[Bounding-box rows]
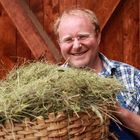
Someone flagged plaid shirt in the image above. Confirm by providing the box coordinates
[99,53,140,114]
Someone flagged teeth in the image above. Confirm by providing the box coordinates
[72,52,85,56]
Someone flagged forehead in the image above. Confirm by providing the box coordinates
[58,15,93,36]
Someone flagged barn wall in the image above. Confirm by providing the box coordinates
[0,0,140,78]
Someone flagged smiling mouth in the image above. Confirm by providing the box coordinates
[71,51,87,56]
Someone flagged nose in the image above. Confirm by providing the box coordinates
[73,38,81,49]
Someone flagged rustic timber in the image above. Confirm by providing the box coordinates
[0,0,60,61]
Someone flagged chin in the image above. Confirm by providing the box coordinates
[70,63,87,68]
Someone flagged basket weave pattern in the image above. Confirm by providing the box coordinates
[0,112,109,140]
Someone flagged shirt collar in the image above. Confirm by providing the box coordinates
[99,53,116,76]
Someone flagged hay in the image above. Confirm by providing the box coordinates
[0,62,123,122]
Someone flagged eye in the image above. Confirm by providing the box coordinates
[62,37,73,43]
[78,34,89,40]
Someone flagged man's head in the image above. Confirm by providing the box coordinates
[54,9,100,68]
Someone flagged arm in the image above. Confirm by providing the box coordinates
[116,107,140,138]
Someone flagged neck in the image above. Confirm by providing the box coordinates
[92,55,103,73]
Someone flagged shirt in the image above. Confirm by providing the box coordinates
[99,53,140,114]
[99,53,140,140]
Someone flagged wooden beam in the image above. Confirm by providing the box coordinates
[94,0,121,30]
[0,0,61,62]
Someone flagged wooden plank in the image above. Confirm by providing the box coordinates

- Written request
Rewrite all of the rows with "Confirm" changed to "Verify" wherever it occurs, keeping every other word the same. Omit the pictures from your answer.

- Answer in full
Someone flagged plaid shirt in the image above. Verify by providing the box coordinates
[99,53,140,114]
Someone flagged teeth in the image above. Verify by providing the box coordinates
[72,52,85,56]
Someone flagged forehead in the image above. Verify by providing the box coordinates
[58,15,93,36]
Someone flagged barn wall in the image above. Verify by providing the box coordinates
[0,0,140,78]
Someone flagged smiling mouth in the image above. Verify by providing the box coordinates
[71,51,87,56]
Someone flagged nose in the image above. Verify by providing the box coordinates
[73,38,81,49]
Someone flagged rustic timber in the image above. Verify by providing the box coordinates
[0,0,60,61]
Someone flagged chin in the image above. Verify by providing the box coordinates
[70,63,87,68]
Someone flagged basket weave pattern in the image above. Verify by providing the box coordinates
[0,112,109,140]
Someone flagged shirt collar in the image above. Verify by providing the box coordinates
[99,53,116,76]
Someone flagged hay in the image above. Verify by providing the box coordinates
[0,62,123,122]
Someone flagged eye in the image above. Verify by providing the box coordinates
[62,37,73,43]
[78,34,89,40]
Someone flagged man's head in the image above. Verify by providing the box coordinates
[54,9,100,68]
Someone flagged arm in the image above. Verify by providing the box coordinates
[116,107,140,138]
Someone flagged neck in the image above. Verify by providing the box coordinates
[92,55,103,73]
Someone flagged shirt in the image above. Verify by providing the box coordinates
[99,53,140,114]
[99,53,140,140]
Someone flagged wooden beam in the image above. Verify by providing the box coordinates
[94,0,121,30]
[0,0,61,62]
Someone flagged wooden plank in the image above. Verify by providing the box coordinates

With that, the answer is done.